-------- Selected text

Broadford Secondary College celebrated NAIDOC Week last week with a series of activities including boomerang painting.
NAIDOC Week celebrates the history, culture and achievements of Aboriginal and Torres Strait Islander people.
This year’s theme ‘Always Was, Always Will Be’ recognises that First Nations people have occupied and cared for this continent for more than 65,000 years and acknowledges that Australia’s history did not begin with European contact.
While original plans for the school’s NAIDOC Week celebrations included a bush tucker barbecue, COVID-19 restrictions prevented that from taking place and new activities were arranged including quizzes and art.
On Wednesday afternoon, students were given the option of choosing from several different activities, entering a NAIDOC Week poster competition, painting boomerangs or playing traditional games.
Teacher and Koori support worker Crystal Sheehan said students were more excited to take part in an activity when they were given the choice.
“They’re always excited about art and I think what makes it a more appealing is that the kids have chosen which activities they do in the afternoon… they’ve chosen to be here because they’re excited about it and want to get involved,” she said.
Ms Sheehan said NAIDOC Week is especially important at Broadford Secondary College, home to 25 Indigenous students.
“Some of them are really excited about it and really look forward to getting involved, some of them like to take a step back and watch it all happen and watch everyone else getting involved with it as well,” Ms Sheehan said.
“I think it’s really important to acknowledge that it’s NAIDOC Week and celebrate the traditional owners and I think it’s important for the kids to see us doing that.
“I think that some of them aren’t sure of what’s happening, so it’s really raising awareness and bringing their attention to it, so we get a fair few of questions about NAIDOC Week and why we are doing this and I’m happy to answer it and they’re like, ‘this is exciting, let’s get involved’.”

----------------

Please copy everything in the NAIDOC Week article from "While original plans" down to "quizzes and art.".

-------- Available data

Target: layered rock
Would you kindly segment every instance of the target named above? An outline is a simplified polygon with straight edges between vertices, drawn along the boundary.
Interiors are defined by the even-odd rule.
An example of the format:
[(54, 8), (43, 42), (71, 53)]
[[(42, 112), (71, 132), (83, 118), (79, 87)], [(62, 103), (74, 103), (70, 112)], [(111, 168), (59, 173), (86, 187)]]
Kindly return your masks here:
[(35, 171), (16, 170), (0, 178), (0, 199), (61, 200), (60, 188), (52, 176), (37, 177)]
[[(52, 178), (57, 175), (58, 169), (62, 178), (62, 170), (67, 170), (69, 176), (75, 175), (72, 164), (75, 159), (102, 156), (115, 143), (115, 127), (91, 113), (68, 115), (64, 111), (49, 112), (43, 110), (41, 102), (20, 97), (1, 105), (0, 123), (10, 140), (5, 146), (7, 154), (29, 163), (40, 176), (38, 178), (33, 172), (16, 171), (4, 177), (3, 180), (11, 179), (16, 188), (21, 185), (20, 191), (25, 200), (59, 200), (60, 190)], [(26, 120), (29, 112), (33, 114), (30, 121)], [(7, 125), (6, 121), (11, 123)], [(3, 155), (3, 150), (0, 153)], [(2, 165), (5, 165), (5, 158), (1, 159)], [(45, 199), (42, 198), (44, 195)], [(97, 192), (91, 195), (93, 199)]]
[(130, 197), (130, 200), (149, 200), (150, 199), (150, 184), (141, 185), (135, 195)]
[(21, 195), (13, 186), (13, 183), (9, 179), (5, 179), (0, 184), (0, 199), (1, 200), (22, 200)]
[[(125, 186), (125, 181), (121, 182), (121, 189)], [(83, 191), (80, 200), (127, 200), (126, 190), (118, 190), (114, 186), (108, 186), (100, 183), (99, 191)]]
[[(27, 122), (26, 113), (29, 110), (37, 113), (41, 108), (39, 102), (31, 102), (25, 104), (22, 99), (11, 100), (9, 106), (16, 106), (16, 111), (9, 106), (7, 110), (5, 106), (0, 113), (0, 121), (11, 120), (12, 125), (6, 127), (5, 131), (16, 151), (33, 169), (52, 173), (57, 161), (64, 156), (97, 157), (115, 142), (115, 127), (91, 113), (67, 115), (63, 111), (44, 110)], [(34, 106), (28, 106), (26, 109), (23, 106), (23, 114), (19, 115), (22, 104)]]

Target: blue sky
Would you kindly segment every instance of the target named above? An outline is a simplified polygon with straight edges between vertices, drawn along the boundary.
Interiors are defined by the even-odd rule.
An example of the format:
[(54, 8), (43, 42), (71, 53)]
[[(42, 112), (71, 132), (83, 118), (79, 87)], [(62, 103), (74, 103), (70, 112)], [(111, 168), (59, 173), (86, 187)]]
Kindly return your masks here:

----------------

**Your response:**
While original plans for the school’s NAIDOC Week celebrations included a bush tucker barbecue, COVID-19 restrictions prevented that from taking place and new activities were arranged including quizzes and art.